====== SOURCE DATA ======
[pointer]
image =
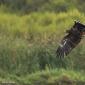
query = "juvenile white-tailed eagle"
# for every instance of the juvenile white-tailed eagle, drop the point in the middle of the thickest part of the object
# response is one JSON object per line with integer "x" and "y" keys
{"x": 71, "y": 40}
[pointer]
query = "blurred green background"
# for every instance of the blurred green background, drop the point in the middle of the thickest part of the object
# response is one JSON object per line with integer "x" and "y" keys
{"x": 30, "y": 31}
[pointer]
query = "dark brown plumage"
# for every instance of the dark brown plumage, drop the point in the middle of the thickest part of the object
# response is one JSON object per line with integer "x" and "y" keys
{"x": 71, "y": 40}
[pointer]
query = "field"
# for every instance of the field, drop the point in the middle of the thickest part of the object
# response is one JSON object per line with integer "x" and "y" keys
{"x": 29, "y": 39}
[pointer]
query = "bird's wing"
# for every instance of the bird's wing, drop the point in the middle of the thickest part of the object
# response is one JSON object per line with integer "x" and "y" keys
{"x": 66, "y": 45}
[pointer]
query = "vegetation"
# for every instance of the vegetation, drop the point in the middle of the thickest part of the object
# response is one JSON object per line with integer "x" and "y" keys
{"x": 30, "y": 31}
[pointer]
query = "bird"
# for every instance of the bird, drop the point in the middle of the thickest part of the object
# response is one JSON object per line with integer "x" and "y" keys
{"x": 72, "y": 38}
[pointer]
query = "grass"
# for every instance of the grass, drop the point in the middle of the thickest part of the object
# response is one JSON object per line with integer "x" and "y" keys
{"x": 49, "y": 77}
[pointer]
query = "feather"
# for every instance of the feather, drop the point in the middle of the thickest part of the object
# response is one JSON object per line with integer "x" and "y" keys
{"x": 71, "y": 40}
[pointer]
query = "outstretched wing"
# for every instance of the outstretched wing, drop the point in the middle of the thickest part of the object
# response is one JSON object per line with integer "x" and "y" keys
======
* [WHAT YOU NEED TO DO]
Write the entries above out again exactly, but not the pictures.

* [EXERCISE SOLUTION]
[pointer]
image =
query = "juvenile white-tailed eagle"
# for every instance of the juvenile white-tailed eagle, drop the point in the middle of the thickest part of the object
# response is one JSON object per line with integer "x" and "y" keys
{"x": 71, "y": 40}
[pointer]
query = "blurred green background"
# for every instance of the blurred green background, drop the point in the middle of the thickest part of the object
# response is one JSON object per line with integer "x" and "y" keys
{"x": 30, "y": 31}
[pointer]
query = "dark brown plumage"
# for every instance of the dark brown plumage, drop the point in the middle of the thickest part of the object
# response is one JSON object per line with integer "x" and "y" keys
{"x": 71, "y": 40}
[pointer]
query = "field"
# for every instance of the field, drop the point in the middle of the thickest part of the object
# response is one JSON object per line with integer "x" and "y" keys
{"x": 29, "y": 39}
[pointer]
query = "bird's wing"
# for every instance of the bird's wing, drop the point in the middle of the thickest part of the object
# response is one JSON object per line with integer "x" and "y" keys
{"x": 66, "y": 45}
[pointer]
query = "vegetation"
# for every instance of the vegetation, drop the point in the middle of the thickest part of the object
# response is one JSON object per line with integer "x" and "y" keys
{"x": 30, "y": 31}
[pointer]
query = "bird"
# for every instance of the bird, drop the point in the middle of the thickest part of the object
# response is one JSON object per line with integer "x" and "y" keys
{"x": 72, "y": 38}
[pointer]
query = "grass"
# for every instance of the grass, drop the point in the middle of the thickest part of the object
# response is one JSON object per line with integer "x" and "y" keys
{"x": 49, "y": 77}
[pointer]
query = "feather"
# for every instance of the feather, drop the point in the middle of the thickest part of the object
# response is one JSON object per line with integer "x" and "y" keys
{"x": 71, "y": 40}
[pointer]
query = "outstretched wing"
# for every instance of the outstretched wing, drop the point in the middle of the thickest part of the object
# response is one JSON object per line with integer "x" and "y" keys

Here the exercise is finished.